### 所给文本

——

在本示例中,我们对 weaknesses 数组字段创建索引,并检查数组中的所有三个值是否存在:GroundWaterFire

Cosmicworks> db.Pokemon.createIndex({'weaknesses':1})

Cosmicworks> db.Pokemon.find({"weaknesses":
                                {$all:["Ground","Water","Fire"]}
                              }
                            ).explain()

{
  explainVersion: 2,
  command: "db.runCommand({explain: { 'find' : 'Pokemon', 'filter' : { 'weaknesses' : { '$all' : ['Ground', 'Water', 'Fire'] } } }})",
  explainCommandPlanningTimeMillis: 10.161,
  explainCommandExecTimeMillis: 21.64,
  dataSize: '906 bytes',
  queryPlanner: {
    namespace: 'Cosmicworks.Pokemon',
    winningPlan: {
      stage: 'FETCH',
      estimatedTotalKeysExamined: 50,
      inputStage: {
        stage: 'IXSCAN',
        indexName: 'weaknesses_1',
        isBitmap: true,
        indexFilterSet: [
          { '$all': { weaknesses: [ 'Ground', 'Water', 'Fire' ] } }
        ],
        estimatedTotalKeysExamined: 2
      }
    }
  },
  ok: 1
}

注意

对于 MongoServerError:索引键太大。

——

### 数据集条目
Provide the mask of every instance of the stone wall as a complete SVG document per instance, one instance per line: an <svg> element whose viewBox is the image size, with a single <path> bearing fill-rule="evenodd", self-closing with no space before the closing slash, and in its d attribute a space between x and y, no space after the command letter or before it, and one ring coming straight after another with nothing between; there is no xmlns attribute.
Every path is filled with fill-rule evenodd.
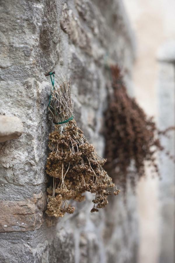
<svg viewBox="0 0 175 263"><path fill-rule="evenodd" d="M135 263L132 193L126 204L121 195L93 214L87 194L74 214L57 224L44 213L53 128L47 116L51 85L45 74L55 70L58 84L60 72L71 77L76 120L102 155L106 61L121 67L130 91L132 86L134 44L122 3L1 0L0 5L0 114L18 117L23 129L18 139L0 144L0 262Z"/></svg>
<svg viewBox="0 0 175 263"><path fill-rule="evenodd" d="M159 124L161 129L175 125L175 41L167 42L159 49ZM175 155L174 131L162 138L166 150ZM175 164L162 152L160 157L159 183L159 263L175 261Z"/></svg>

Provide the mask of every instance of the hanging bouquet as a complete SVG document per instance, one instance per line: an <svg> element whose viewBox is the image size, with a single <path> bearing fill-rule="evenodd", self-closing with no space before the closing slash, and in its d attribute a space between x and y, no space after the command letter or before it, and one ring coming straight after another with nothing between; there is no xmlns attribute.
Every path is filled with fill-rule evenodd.
<svg viewBox="0 0 175 263"><path fill-rule="evenodd" d="M51 151L47 158L46 172L52 179L47 189L48 204L46 213L49 216L62 217L66 212L72 214L75 208L70 199L80 202L85 200L86 191L95 194L91 212L98 212L108 203L111 193L108 188L118 190L112 179L102 167L106 160L94 151L83 132L74 119L71 99L71 82L62 77L63 83L53 86L48 108L49 120L55 124L55 130L49 135L48 147ZM54 76L54 75L53 75Z"/></svg>

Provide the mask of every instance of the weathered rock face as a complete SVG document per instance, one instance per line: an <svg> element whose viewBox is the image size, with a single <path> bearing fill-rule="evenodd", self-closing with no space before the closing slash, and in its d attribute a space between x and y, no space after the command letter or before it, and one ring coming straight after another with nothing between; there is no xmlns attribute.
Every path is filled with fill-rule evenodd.
<svg viewBox="0 0 175 263"><path fill-rule="evenodd" d="M17 139L23 132L22 123L15 116L0 116L0 142Z"/></svg>
<svg viewBox="0 0 175 263"><path fill-rule="evenodd" d="M171 41L161 47L158 53L158 123L162 130L175 125L175 42ZM166 150L174 156L174 133L170 132L170 134L169 138L165 137L162 138L162 143ZM161 153L160 157L162 180L159 185L159 262L170 263L175 260L175 164L166 156L164 152Z"/></svg>
<svg viewBox="0 0 175 263"><path fill-rule="evenodd" d="M110 79L106 61L117 63L131 84L134 47L122 3L1 0L0 4L0 114L18 117L24 129L20 138L0 144L0 262L135 263L132 194L127 207L117 197L93 214L93 197L87 194L85 202L75 204L74 214L50 227L44 212L52 129L47 115L51 85L45 73L55 70L58 84L60 72L71 77L76 121L102 155Z"/></svg>

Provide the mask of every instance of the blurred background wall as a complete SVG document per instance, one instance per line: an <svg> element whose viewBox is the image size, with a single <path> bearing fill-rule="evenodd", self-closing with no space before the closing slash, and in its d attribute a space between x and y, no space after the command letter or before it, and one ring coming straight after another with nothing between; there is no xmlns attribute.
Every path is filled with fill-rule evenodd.
<svg viewBox="0 0 175 263"><path fill-rule="evenodd" d="M134 29L137 56L134 93L160 129L174 124L175 2L173 0L124 0ZM174 133L162 138L173 154ZM174 262L175 167L164 154L160 176L153 179L150 170L138 184L139 262Z"/></svg>
<svg viewBox="0 0 175 263"><path fill-rule="evenodd" d="M1 262L174 262L174 167L163 154L162 181L148 169L136 195L128 183L125 203L121 192L92 214L88 194L72 216L55 222L44 212L53 128L46 72L55 70L57 84L60 72L71 77L76 120L100 155L106 63L121 68L129 92L160 129L174 124L175 4L124 1L128 15L121 0L0 2L0 113L18 117L24 127L21 137L0 144ZM173 153L174 137L163 142Z"/></svg>

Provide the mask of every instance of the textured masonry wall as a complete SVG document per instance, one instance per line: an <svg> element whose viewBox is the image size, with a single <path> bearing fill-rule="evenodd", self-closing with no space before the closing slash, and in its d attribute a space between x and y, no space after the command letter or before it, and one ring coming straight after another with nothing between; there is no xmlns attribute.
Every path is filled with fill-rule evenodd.
<svg viewBox="0 0 175 263"><path fill-rule="evenodd" d="M0 6L0 114L18 117L24 131L0 144L0 262L135 263L135 198L129 191L126 205L117 197L92 214L87 194L74 214L49 227L44 212L52 129L45 73L55 70L58 84L60 72L71 77L76 120L102 155L106 59L122 68L131 92L134 45L122 3L1 0Z"/></svg>
<svg viewBox="0 0 175 263"><path fill-rule="evenodd" d="M158 98L158 122L162 129L175 125L175 41L169 41L159 49ZM173 156L175 155L174 131L169 138L162 138L162 144ZM159 262L175 261L175 164L166 156L160 156L162 180L159 184L160 213ZM163 162L162 161L163 160Z"/></svg>

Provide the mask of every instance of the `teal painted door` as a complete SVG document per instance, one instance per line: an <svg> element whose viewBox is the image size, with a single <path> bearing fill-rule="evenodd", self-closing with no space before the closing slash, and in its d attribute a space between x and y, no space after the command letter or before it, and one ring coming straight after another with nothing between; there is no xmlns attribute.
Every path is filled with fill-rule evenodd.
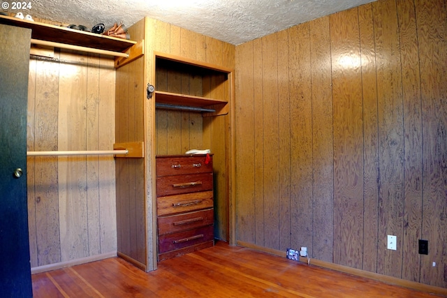
<svg viewBox="0 0 447 298"><path fill-rule="evenodd" d="M27 203L31 30L0 24L0 296L32 297Z"/></svg>

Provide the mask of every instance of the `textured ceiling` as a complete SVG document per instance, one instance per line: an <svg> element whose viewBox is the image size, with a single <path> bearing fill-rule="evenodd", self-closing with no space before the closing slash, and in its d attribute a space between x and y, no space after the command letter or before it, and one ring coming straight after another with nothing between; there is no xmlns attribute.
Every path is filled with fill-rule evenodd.
<svg viewBox="0 0 447 298"><path fill-rule="evenodd" d="M239 45L374 0L41 0L24 15L91 28L145 16Z"/></svg>

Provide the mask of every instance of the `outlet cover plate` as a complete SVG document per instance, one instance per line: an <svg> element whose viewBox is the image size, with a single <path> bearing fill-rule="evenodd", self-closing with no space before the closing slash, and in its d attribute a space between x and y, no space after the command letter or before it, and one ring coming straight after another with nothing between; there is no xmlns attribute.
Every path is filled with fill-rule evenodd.
<svg viewBox="0 0 447 298"><path fill-rule="evenodd" d="M428 255L428 240L419 239L419 253Z"/></svg>
<svg viewBox="0 0 447 298"><path fill-rule="evenodd" d="M397 249L397 237L394 235L388 235L388 249L396 251Z"/></svg>

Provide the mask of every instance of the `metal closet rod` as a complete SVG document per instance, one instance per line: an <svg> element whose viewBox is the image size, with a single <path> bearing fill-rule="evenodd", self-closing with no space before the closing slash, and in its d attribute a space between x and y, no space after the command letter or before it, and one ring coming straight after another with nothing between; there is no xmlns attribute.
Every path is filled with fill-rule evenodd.
<svg viewBox="0 0 447 298"><path fill-rule="evenodd" d="M98 150L98 151L29 151L27 156L60 156L72 155L108 155L127 154L129 150Z"/></svg>
<svg viewBox="0 0 447 298"><path fill-rule="evenodd" d="M61 47L63 49L75 50L78 51L87 52L89 53L103 54L106 55L129 58L129 53L121 53L119 52L108 51L107 50L94 49L92 47L81 47L80 45L68 45L66 43L54 43L52 41L41 40L39 39L31 38L31 43L34 45Z"/></svg>

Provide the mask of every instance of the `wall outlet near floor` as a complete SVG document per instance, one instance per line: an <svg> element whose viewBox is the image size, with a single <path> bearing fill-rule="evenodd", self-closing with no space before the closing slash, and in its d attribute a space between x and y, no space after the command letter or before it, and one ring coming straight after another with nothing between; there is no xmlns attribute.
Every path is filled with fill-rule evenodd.
<svg viewBox="0 0 447 298"><path fill-rule="evenodd" d="M428 240L419 239L419 254L428 255Z"/></svg>
<svg viewBox="0 0 447 298"><path fill-rule="evenodd" d="M395 251L397 249L397 237L394 235L388 235L388 249Z"/></svg>

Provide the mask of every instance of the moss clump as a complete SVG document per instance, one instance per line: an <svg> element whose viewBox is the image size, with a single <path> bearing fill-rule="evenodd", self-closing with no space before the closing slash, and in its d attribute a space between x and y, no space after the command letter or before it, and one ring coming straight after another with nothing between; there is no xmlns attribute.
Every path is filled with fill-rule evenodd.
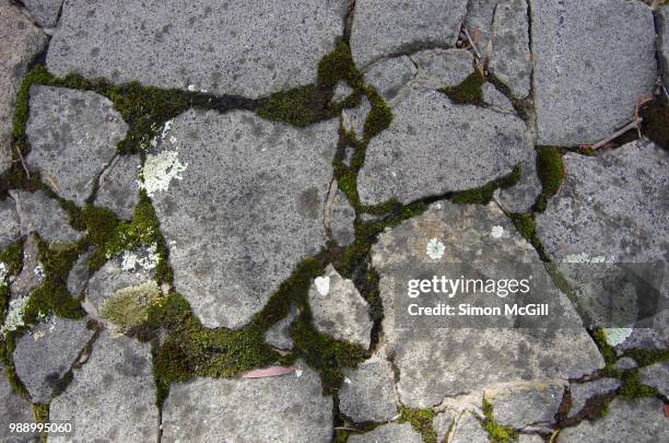
<svg viewBox="0 0 669 443"><path fill-rule="evenodd" d="M564 164L562 152L554 147L537 148L537 175L541 182L541 195L537 197L535 210L543 212L545 205L558 190L564 179Z"/></svg>
<svg viewBox="0 0 669 443"><path fill-rule="evenodd" d="M402 406L400 410L399 423L409 422L411 427L421 434L426 443L436 443L437 434L434 430L432 421L434 420L434 411L432 409L412 409Z"/></svg>
<svg viewBox="0 0 669 443"><path fill-rule="evenodd" d="M484 82L485 78L477 70L457 86L443 88L439 92L446 94L453 103L458 105L472 104L483 106L483 91L481 86Z"/></svg>
<svg viewBox="0 0 669 443"><path fill-rule="evenodd" d="M495 421L493 407L483 398L483 419L482 425L485 432L490 435L490 441L493 443L507 443L518 439L518 434L512 427L505 427Z"/></svg>

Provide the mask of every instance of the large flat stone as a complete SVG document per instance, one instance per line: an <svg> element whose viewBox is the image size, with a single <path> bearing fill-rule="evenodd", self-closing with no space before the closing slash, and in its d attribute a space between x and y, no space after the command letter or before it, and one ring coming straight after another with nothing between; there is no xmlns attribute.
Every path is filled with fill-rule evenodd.
<svg viewBox="0 0 669 443"><path fill-rule="evenodd" d="M332 0L68 1L47 54L56 74L247 97L313 83L343 34Z"/></svg>
<svg viewBox="0 0 669 443"><path fill-rule="evenodd" d="M49 441L157 441L155 399L151 345L103 331L49 408L49 419L71 421L73 432Z"/></svg>
<svg viewBox="0 0 669 443"><path fill-rule="evenodd" d="M466 0L359 0L351 51L359 69L379 58L437 46L455 46Z"/></svg>
<svg viewBox="0 0 669 443"><path fill-rule="evenodd" d="M530 5L538 143L594 143L629 123L657 77L650 9L634 0Z"/></svg>
<svg viewBox="0 0 669 443"><path fill-rule="evenodd" d="M13 354L16 375L34 403L49 401L54 388L92 337L86 318L52 317L16 341Z"/></svg>
<svg viewBox="0 0 669 443"><path fill-rule="evenodd" d="M28 166L60 197L83 206L128 125L94 92L32 86L30 106Z"/></svg>
<svg viewBox="0 0 669 443"><path fill-rule="evenodd" d="M624 400L617 398L608 413L597 421L584 420L560 431L563 442L660 442L669 434L669 420L657 398ZM665 436L662 436L665 435Z"/></svg>
<svg viewBox="0 0 669 443"><path fill-rule="evenodd" d="M407 93L390 127L372 139L357 190L365 205L407 203L480 187L509 174L524 156L525 124L429 89Z"/></svg>
<svg viewBox="0 0 669 443"><path fill-rule="evenodd" d="M326 442L332 399L306 368L279 377L195 378L172 385L162 425L167 442Z"/></svg>
<svg viewBox="0 0 669 443"><path fill-rule="evenodd" d="M297 129L247 112L190 110L167 131L175 142L149 155L145 187L175 287L204 325L243 326L326 244L337 131L336 120ZM177 158L180 179L169 184L160 164Z"/></svg>
<svg viewBox="0 0 669 443"><path fill-rule="evenodd" d="M502 235L500 235L502 233ZM433 275L426 245L438 238L446 264L538 263L532 246L494 205L432 205L422 215L386 230L372 248L380 275L384 334L400 372L402 404L424 408L446 396L500 383L537 378L568 380L603 368L603 359L583 328L430 328L414 331L396 325L396 282L404 276ZM535 279L547 278L532 268ZM427 273L431 272L431 273ZM539 275L541 272L542 275ZM550 281L550 280L548 280ZM547 301L556 290L547 289Z"/></svg>
<svg viewBox="0 0 669 443"><path fill-rule="evenodd" d="M47 44L47 36L9 0L0 0L0 174L11 165L14 104L28 63Z"/></svg>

——

### 练习任务
把所给文本中的下面这句话译成英文:“在本示例中,我们对 weaknesses 数组字段创建索引,并检查数组中的所有三个值是否存在”。

### 参考答案
In this example, we create an index on the weaknesses array field and check whether all three values in the array are present.